**Stated exercise:** Gather every line of the items below that contains the string "green", matching case exactly.

**Given records:**
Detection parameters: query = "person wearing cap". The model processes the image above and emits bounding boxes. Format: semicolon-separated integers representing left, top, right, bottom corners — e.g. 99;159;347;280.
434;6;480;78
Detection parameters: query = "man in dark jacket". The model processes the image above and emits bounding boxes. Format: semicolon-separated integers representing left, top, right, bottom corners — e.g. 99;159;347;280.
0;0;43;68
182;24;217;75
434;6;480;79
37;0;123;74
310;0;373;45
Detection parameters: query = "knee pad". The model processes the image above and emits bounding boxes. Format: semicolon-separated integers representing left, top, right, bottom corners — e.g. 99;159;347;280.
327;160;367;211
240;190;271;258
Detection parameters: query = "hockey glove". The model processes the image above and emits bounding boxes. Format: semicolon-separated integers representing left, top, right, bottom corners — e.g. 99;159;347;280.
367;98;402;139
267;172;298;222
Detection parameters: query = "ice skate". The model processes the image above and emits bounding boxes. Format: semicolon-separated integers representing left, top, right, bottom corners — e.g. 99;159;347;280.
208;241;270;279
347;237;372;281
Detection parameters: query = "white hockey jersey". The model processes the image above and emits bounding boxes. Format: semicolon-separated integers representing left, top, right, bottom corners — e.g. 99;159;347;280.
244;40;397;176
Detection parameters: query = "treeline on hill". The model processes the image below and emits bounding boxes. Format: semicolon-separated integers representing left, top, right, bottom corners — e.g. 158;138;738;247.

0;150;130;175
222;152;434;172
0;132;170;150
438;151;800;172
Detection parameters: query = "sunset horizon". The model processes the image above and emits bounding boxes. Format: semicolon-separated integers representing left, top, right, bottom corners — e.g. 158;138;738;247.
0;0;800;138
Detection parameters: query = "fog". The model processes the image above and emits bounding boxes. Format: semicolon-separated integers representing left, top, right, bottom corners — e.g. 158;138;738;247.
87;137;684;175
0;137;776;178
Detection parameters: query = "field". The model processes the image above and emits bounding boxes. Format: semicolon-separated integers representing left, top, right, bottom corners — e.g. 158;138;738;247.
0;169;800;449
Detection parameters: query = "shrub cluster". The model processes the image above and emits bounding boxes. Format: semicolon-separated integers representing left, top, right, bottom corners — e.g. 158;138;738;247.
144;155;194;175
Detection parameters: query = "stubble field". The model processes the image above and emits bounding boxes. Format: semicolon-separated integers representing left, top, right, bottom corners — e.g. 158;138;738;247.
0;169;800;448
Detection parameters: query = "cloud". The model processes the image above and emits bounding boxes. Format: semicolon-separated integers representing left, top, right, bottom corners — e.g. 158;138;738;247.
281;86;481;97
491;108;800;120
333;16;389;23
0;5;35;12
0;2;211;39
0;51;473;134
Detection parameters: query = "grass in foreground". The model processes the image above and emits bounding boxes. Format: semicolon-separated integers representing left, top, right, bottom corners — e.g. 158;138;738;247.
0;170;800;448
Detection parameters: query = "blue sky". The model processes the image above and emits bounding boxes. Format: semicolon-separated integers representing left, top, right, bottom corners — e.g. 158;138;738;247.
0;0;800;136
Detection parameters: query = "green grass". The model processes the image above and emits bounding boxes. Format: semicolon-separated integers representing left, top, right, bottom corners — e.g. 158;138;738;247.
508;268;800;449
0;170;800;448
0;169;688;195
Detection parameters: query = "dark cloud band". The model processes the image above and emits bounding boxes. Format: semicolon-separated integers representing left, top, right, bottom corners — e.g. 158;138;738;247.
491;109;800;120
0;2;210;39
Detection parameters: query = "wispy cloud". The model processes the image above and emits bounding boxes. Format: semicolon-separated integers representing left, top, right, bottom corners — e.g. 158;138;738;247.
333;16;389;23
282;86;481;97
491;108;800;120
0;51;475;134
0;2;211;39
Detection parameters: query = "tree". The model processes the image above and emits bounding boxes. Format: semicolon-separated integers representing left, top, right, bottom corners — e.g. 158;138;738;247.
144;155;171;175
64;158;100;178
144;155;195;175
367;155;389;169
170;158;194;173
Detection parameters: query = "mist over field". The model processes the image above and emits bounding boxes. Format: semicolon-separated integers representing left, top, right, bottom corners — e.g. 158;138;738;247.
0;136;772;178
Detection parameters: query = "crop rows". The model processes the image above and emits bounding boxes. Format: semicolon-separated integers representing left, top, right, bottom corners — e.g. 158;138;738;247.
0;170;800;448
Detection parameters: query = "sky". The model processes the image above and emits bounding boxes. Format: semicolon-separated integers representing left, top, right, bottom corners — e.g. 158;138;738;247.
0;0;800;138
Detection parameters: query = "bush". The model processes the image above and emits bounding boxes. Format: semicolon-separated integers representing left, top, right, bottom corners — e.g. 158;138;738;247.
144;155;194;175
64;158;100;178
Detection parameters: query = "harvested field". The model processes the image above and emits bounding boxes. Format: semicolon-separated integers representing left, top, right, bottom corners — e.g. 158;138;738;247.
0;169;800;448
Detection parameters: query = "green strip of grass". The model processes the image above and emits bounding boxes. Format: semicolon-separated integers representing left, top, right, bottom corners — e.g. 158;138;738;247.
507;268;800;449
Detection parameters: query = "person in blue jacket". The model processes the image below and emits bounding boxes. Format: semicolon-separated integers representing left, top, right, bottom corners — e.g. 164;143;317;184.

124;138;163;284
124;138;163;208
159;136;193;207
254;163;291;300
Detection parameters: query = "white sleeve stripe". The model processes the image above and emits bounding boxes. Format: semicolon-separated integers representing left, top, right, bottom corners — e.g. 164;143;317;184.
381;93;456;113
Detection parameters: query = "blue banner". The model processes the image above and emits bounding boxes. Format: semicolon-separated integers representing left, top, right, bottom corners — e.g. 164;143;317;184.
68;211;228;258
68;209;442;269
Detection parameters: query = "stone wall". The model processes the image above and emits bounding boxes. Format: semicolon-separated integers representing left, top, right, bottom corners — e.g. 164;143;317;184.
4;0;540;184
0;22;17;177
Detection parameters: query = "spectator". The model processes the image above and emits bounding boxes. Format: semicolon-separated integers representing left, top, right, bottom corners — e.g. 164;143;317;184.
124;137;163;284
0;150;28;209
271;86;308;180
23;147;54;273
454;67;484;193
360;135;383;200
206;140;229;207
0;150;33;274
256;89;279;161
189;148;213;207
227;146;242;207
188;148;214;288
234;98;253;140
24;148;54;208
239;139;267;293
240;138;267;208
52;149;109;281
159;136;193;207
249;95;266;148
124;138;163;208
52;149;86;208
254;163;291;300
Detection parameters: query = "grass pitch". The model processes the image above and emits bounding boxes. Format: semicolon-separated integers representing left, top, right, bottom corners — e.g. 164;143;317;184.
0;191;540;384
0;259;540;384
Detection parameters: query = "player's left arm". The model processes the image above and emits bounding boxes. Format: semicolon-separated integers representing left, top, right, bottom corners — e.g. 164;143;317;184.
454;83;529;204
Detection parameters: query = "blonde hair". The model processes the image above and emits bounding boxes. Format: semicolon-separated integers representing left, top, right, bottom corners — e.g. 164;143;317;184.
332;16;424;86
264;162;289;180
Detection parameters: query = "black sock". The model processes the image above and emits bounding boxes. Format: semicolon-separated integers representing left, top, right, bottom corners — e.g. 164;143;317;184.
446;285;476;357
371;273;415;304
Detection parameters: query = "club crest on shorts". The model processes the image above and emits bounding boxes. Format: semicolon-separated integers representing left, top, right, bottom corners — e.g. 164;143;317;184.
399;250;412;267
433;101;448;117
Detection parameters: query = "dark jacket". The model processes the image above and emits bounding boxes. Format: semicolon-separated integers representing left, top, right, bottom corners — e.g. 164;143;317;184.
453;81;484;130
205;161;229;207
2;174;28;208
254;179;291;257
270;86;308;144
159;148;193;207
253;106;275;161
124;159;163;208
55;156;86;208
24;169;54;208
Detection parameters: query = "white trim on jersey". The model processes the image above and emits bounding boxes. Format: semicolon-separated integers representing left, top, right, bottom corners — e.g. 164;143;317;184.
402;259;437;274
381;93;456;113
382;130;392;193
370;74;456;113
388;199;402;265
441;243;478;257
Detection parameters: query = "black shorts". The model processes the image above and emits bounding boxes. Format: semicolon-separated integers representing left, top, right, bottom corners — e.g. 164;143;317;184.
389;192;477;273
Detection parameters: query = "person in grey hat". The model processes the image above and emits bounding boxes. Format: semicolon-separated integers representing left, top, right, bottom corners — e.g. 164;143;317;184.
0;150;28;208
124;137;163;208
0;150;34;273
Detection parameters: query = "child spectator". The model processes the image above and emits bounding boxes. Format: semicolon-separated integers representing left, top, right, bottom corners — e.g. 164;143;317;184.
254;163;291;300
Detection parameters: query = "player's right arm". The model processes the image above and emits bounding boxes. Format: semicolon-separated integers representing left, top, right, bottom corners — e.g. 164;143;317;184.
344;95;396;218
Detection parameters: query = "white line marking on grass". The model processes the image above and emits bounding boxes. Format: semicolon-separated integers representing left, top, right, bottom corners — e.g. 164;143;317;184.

**Exercise output:**
Detection parameters: query = "green grass". The model processes the image above and emits bounding boxes. Format: semicolon-separated integers representing left, top, right, bottom corners — e.g. 158;138;738;247.
Detection parameters: query = "green strip of grass". The model processes the image above and emits bounding boxes. Format: semicolon-separated integers representing left, top, right, bottom corners — e.g. 158;138;738;247.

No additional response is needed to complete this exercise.